TO DO ::
Quote the whole listing word for word, please.

——————————

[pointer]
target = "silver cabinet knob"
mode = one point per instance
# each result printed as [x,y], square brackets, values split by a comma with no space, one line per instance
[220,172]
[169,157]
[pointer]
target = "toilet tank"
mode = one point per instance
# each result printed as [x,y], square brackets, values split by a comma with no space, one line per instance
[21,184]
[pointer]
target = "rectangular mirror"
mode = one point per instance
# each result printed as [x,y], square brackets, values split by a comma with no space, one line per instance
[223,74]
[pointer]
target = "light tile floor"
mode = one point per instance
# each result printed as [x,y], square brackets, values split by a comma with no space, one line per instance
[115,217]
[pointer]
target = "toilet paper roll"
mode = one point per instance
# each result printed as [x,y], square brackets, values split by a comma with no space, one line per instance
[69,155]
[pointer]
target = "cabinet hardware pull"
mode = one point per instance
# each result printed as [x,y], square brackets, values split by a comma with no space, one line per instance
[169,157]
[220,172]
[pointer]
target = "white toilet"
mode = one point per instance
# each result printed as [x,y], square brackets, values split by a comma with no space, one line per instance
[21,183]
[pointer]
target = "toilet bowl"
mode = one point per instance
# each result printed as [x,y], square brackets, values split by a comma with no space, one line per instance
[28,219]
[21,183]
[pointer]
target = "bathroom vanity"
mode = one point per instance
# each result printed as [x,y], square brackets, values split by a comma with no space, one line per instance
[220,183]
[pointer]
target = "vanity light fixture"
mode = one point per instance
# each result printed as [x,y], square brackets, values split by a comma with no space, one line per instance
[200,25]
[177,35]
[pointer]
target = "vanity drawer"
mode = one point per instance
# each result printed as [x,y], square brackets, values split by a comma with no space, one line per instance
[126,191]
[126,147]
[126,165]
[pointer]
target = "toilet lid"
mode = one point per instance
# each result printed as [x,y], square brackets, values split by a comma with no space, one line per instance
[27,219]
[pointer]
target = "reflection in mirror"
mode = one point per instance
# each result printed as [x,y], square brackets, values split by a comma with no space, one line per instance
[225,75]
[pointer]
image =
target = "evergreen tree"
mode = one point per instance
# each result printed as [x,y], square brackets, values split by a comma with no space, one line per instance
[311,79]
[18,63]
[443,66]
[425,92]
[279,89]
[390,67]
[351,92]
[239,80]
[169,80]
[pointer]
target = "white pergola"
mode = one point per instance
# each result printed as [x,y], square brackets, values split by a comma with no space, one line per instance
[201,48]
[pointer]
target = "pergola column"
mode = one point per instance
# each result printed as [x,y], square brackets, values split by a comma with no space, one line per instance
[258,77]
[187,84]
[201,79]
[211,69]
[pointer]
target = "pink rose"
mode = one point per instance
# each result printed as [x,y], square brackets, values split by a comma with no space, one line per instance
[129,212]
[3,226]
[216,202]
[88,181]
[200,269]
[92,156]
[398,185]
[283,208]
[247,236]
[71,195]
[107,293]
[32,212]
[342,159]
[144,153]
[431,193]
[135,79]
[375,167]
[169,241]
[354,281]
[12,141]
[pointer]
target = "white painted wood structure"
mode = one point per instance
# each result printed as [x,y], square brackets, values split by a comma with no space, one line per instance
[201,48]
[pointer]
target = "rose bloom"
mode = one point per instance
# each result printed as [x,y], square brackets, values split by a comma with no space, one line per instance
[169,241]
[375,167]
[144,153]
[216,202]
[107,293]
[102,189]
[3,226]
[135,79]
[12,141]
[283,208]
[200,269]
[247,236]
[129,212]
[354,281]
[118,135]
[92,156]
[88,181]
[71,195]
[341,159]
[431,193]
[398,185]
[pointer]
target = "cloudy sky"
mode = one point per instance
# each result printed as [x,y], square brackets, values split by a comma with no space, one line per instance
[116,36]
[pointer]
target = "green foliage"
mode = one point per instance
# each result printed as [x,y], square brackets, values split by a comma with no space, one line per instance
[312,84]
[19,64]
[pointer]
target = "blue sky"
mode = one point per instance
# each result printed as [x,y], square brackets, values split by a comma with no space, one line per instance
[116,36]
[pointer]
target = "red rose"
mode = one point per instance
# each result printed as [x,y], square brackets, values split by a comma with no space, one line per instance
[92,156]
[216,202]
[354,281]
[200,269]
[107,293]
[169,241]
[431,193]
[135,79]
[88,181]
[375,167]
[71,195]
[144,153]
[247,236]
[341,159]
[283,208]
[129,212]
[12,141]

——————————

WRITTEN ANSWER ::
[pointer]
target = "silver cabinet knob"
mode = one point per instance
# each result printed as [x,y], square brackets, values split by a comma with no space, one line per instance
[220,172]
[169,157]
[pointer]
target = "toilet tank"
mode = one point per instance
# each result printed as [x,y], square brackets, values split by a comma with no space, one line per instance
[21,184]
[pointer]
target = "rectangular mirror"
mode = one point per instance
# each result printed as [x,y], square brackets, values split by a comma with no space, one line per instance
[223,74]
[pointer]
target = "light tile floor"
mode = one point per instance
# each result printed as [x,y], square brackets, values split by a comma with no space, one line per instance
[115,217]
[pointer]
target = "toilet paper roll"
mode = one point per instance
# each result printed as [x,y], square brackets, values split by a comma with no space, one line per instance
[69,155]
[pointer]
target = "cabinet hardware pull"
mode = one point per instance
# each result printed as [x,y], square brackets, values split by a comma with no space, one line per instance
[169,157]
[220,172]
[pointer]
target = "white toilet"
mode = one point per instance
# each result printed as [x,y], square brackets, values split by a comma with no space, one line per instance
[21,183]
[pointer]
target = "toilet bowl"
mode = one point per instance
# each result printed as [x,y], square brackets, values split by a comma with no space, one line per instance
[28,219]
[21,183]
[pointer]
target = "bathroom vanity"
mode = one point per instance
# each result printed as [x,y], square brackets, values split by a comma with no space, one line per instance
[220,183]
[pointer]
target = "vanity light fixture"
mode = one point per instance
# each result printed as [x,y], square brackets, values split by a comma with no space, one line per instance
[200,25]
[177,35]
[pointer]
target = "vanity drawer"
mode = one point per instance
# each result printed as [x,y], square brackets, values split by a comma with no space, one line per instance
[126,191]
[126,147]
[126,165]
[pointer]
target = "toilet lid"
mode = one point per instance
# each result printed as [x,y], square brackets, values split by a comma with no space, one line per instance
[27,219]
[pointer]
target = "reflection in mirror"
mode = one point per instance
# each result printed as [x,y], square brackets, values split by a comma with no space, one line per instance
[225,75]
[pointer]
image =
target = "evergreen tree"
mode = one point per instance
# each result printed as [x,y], square brackets, values split by a comma with no space, one line per instance
[311,79]
[18,63]
[443,66]
[425,92]
[279,89]
[390,67]
[351,92]
[239,80]
[169,80]
[pointer]
target = "white pergola"
mode = one point per instance
# each result printed as [x,y], square brackets, values split by a comma with no space, one line per instance
[201,48]
[pointer]
target = "pergola column"
mode = one point per instance
# each result printed as [x,y], square brackets, values split by a comma with no space, one line per instance
[258,77]
[187,84]
[201,79]
[211,69]
[pointer]
target = "pink rose"
mode = one point per instance
# each result printed as [x,y], square brackets, values split by a comma with no space, one line per instance
[129,212]
[3,226]
[216,202]
[88,181]
[200,269]
[92,156]
[398,185]
[283,208]
[247,236]
[71,195]
[107,293]
[32,212]
[342,159]
[144,153]
[431,193]
[135,79]
[375,167]
[169,241]
[354,281]
[12,141]
[pointer]
target = "white painted wood structure"
mode = one point per instance
# each result printed as [x,y], square brackets, values split by a comma with no space, one line per instance
[201,48]
[pointer]
target = "rose bloom"
mode = one point per instance
# each result printed as [x,y], square brackets, values split by a comma with no space, one line per instance
[169,241]
[375,167]
[144,153]
[216,202]
[107,293]
[102,189]
[3,226]
[135,79]
[12,141]
[283,208]
[200,269]
[247,236]
[129,212]
[354,281]
[118,135]
[92,156]
[88,181]
[71,195]
[341,159]
[431,193]
[398,185]
[pointer]
target = "cloudy sky"
mode = one point per instance
# each result printed as [x,y], square brackets, values split by a comma with no space, one line per instance
[116,36]
[pointer]
target = "green foliage"
mode = one point per instance
# each result printed as [x,y], square brackets, values split by a comma with no space, one line per instance
[312,84]
[19,64]
[pointer]
target = "blue sky"
mode = one point per instance
# each result printed as [x,y], square brackets, values split by a comma with no space, one line per instance
[116,36]
[pointer]
target = "red rose"
mode = one point per instance
# each result printed as [x,y], square brackets, values split by a comma with no space, one line per instance
[92,156]
[216,202]
[354,281]
[200,269]
[107,293]
[169,241]
[431,193]
[135,79]
[88,181]
[375,167]
[71,195]
[144,153]
[247,236]
[341,159]
[283,208]
[129,212]
[12,141]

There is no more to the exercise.